### WORK TO DO
Please change "front bumper" to "rear bumper" in the material, starting at its beginning and ending with the line that contains "(1303, 301)". Give back only those lines, with nothing else altered.

**** RECORDS PROVIDED ****

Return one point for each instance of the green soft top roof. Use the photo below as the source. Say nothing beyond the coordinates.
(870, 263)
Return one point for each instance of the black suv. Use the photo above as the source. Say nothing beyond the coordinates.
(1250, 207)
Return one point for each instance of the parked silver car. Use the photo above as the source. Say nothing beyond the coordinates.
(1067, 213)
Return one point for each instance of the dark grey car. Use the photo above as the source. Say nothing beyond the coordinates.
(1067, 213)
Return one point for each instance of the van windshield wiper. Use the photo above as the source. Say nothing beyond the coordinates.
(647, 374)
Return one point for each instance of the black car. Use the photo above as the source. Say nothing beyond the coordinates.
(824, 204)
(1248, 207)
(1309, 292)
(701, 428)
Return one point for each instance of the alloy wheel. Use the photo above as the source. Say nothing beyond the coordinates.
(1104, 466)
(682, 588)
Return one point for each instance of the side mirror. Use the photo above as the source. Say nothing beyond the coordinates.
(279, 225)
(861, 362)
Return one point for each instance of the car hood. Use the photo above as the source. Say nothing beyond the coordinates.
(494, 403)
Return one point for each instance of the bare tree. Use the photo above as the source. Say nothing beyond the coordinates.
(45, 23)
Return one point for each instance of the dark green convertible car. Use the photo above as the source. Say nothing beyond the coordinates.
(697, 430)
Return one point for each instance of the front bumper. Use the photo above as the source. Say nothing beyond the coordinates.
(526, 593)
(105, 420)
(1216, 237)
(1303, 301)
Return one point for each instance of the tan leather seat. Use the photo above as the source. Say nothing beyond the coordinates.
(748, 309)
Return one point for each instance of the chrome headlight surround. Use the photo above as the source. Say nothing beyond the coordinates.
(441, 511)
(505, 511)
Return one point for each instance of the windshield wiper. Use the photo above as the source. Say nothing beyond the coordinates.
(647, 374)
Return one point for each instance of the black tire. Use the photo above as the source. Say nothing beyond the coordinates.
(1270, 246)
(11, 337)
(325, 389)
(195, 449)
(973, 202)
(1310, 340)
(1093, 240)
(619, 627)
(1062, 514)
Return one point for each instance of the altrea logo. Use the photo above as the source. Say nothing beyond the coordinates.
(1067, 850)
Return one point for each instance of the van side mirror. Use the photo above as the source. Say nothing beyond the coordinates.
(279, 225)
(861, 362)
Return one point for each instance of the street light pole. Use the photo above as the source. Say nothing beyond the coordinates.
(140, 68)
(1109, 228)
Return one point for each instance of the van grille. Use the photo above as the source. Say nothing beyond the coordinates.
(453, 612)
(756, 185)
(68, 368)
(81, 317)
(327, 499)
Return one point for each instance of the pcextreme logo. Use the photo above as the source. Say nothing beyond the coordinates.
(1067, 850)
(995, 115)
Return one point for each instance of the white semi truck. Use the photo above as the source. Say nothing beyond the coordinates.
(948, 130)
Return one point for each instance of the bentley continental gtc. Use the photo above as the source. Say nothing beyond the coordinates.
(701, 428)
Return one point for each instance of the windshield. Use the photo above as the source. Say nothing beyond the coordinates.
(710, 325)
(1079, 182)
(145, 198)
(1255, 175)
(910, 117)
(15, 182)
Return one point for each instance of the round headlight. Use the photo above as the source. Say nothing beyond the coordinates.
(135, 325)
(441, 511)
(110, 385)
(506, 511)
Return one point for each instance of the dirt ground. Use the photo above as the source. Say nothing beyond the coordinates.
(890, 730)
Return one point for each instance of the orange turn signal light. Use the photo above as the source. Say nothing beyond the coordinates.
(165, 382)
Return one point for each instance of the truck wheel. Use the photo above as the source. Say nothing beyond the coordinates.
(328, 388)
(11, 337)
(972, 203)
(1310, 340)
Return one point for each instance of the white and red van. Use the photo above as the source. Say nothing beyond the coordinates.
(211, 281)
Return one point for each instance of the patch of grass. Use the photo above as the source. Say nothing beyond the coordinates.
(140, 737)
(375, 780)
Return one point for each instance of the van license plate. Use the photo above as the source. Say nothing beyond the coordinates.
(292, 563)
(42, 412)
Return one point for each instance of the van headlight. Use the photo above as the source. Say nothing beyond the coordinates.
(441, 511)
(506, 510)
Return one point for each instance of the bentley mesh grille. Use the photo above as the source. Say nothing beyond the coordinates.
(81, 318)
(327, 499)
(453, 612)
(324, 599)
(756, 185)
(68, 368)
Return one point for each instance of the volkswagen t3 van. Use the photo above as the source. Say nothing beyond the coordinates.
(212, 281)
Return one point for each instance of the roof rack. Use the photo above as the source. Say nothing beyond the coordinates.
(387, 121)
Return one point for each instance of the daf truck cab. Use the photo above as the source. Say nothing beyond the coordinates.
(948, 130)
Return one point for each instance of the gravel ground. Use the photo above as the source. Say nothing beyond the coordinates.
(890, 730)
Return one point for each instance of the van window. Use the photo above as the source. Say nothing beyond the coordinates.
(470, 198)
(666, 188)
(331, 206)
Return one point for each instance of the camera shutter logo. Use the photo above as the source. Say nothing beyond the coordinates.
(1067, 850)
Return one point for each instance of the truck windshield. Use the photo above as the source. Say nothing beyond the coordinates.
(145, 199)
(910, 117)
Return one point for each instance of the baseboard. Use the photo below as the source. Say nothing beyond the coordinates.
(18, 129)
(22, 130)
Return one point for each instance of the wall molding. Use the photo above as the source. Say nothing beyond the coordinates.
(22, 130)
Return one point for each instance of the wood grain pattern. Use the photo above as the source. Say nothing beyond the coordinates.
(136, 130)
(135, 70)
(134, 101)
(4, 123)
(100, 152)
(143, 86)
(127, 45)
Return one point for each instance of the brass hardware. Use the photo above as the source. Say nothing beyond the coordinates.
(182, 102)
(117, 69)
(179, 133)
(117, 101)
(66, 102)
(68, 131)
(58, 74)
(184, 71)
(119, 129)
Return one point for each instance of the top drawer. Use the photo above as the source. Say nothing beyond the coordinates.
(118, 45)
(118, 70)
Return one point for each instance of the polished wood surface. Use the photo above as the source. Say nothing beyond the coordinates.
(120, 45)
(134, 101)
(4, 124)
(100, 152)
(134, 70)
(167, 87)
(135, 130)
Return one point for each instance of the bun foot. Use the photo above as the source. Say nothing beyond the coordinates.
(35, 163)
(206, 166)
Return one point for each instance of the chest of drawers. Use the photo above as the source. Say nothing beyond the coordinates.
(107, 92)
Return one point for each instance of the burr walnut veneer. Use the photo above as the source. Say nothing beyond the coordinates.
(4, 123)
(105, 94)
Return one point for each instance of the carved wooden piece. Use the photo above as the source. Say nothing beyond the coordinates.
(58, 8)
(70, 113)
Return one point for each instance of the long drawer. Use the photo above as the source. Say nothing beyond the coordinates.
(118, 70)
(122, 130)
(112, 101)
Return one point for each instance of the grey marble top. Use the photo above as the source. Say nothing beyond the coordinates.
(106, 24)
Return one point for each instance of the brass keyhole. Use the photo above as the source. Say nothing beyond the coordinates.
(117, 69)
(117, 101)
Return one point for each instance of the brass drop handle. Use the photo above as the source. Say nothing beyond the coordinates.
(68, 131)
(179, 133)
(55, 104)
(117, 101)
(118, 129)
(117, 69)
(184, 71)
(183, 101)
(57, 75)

****

### RESULT OF THIS TASK
Return one point for each instance of the green soft top roof. Use the photo below as the source. Say nothing beyond the coordinates.
(870, 263)
Return one point for each instance of the black suv. Use the photo above as the source. Say nothing beyond the coordinates.
(1250, 207)
Return one point for each instance of the parked silver car. Use the photo above as the source. Say nothing beyond the coordinates.
(1067, 213)
Return one point for each instance of the dark grey car. Use the photo above as the source. Say nothing beyond the coordinates.
(1067, 213)
Return one point for each instance of the van windshield wiper. Use the photo above as the source. Say nothing beyond the coordinates.
(647, 374)
Return one point for each instance of the black car. Use the photo above as the source. Say nothing beyond the coordinates.
(824, 204)
(1248, 207)
(1309, 292)
(701, 428)
Return one point for each instance of the alloy wheel. Use the photo above as the source. Say nothing beyond the coordinates.
(1104, 466)
(682, 588)
Return one point for each instance of the side mirror. Use the photo above as the source. Say nothing beyond the coordinates.
(279, 225)
(861, 362)
Return one point for each instance of the car hood. Use the photo above as the source. Say nothing beyond the coordinates.
(494, 403)
Return one point for each instance of the bare tree. Use the photo above as the source. Say nothing beyond the coordinates.
(45, 23)
Return one point for each instance of the dark green convertible car. Use the photo above as the source. Say nothing beyond the coordinates.
(697, 430)
Return one point for each instance of the rear bumper. Use the photo above as the source. Say nothing beyond the coordinates.
(526, 593)
(105, 420)
(1216, 237)
(1303, 301)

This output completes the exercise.